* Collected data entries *
----

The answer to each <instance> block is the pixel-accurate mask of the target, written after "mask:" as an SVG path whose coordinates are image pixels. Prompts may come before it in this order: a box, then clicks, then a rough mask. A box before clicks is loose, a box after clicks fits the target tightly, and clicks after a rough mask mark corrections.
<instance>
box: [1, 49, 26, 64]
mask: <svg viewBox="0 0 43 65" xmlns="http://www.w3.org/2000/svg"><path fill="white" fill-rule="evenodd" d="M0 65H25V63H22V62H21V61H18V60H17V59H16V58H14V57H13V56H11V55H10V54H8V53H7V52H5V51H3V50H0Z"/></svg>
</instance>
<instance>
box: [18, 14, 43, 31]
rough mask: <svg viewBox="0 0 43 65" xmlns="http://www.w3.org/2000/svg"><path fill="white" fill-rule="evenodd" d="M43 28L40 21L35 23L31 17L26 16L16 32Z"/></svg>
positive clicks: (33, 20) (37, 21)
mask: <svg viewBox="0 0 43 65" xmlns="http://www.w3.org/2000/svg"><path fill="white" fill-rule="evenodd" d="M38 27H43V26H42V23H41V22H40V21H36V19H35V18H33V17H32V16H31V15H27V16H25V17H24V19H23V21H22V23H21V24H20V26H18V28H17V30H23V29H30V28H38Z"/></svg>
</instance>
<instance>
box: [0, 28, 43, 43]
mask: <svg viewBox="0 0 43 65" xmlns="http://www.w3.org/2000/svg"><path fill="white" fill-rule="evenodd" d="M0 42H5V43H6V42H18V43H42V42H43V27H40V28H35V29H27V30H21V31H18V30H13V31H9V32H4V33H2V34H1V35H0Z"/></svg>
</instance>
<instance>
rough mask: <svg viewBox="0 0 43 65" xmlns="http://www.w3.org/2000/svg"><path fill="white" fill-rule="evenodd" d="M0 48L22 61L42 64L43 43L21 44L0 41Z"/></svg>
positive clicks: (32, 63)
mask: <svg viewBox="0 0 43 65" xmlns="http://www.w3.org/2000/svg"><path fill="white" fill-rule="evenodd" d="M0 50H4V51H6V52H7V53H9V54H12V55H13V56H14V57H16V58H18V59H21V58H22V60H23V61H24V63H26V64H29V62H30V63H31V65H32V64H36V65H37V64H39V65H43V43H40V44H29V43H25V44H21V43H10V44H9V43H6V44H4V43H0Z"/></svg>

----

Transcribe the records above exactly as they appear.

The answer to each <instance> block is the pixel-accurate mask of the target, written after "mask:" as an SVG path whose coordinates are image pixels. Prompts may come before it in this order: a box, then clicks, then a rough mask. A box before clicks is loose, a box after clicks fits the target tightly, and clicks after a rough mask mark corrections.
<instance>
box: [1, 49, 26, 64]
mask: <svg viewBox="0 0 43 65" xmlns="http://www.w3.org/2000/svg"><path fill="white" fill-rule="evenodd" d="M0 65H25V63H22V62H21V61H18V60H17V59H16V58H14V57H13V56H11V55H10V54H8V53H7V52H5V51H3V50H0Z"/></svg>
</instance>
<instance>
box: [18, 14, 43, 31]
rough mask: <svg viewBox="0 0 43 65" xmlns="http://www.w3.org/2000/svg"><path fill="white" fill-rule="evenodd" d="M43 28L40 21L35 23L31 17L26 16L16 32Z"/></svg>
positive clicks: (33, 20) (37, 21)
mask: <svg viewBox="0 0 43 65" xmlns="http://www.w3.org/2000/svg"><path fill="white" fill-rule="evenodd" d="M38 27H43V26H42V23H41V22H40V21H36V19H35V18H33V17H32V16H31V15H27V16H25V17H24V19H23V21H22V23H21V24H20V26H18V28H17V30H23V29H30V28H38Z"/></svg>
</instance>
<instance>
box: [0, 28, 43, 43]
mask: <svg viewBox="0 0 43 65" xmlns="http://www.w3.org/2000/svg"><path fill="white" fill-rule="evenodd" d="M0 42H5V43H6V42H18V43H42V42H43V27H40V28H35V29H27V30H21V31H18V30H13V31H9V32H4V33H2V34H1V35H0Z"/></svg>
</instance>
<instance>
rough mask: <svg viewBox="0 0 43 65" xmlns="http://www.w3.org/2000/svg"><path fill="white" fill-rule="evenodd" d="M0 48L22 61L42 64L43 43L21 44L0 41Z"/></svg>
positive clicks: (32, 63)
mask: <svg viewBox="0 0 43 65" xmlns="http://www.w3.org/2000/svg"><path fill="white" fill-rule="evenodd" d="M0 50H4V51H6V52H7V53H9V54H12V55H13V56H14V57H16V58H18V59H21V58H22V60H23V61H24V63H26V64H29V62H30V63H31V65H32V64H36V65H37V64H39V65H43V43H40V44H29V43H25V44H21V43H10V44H9V43H6V44H4V43H0Z"/></svg>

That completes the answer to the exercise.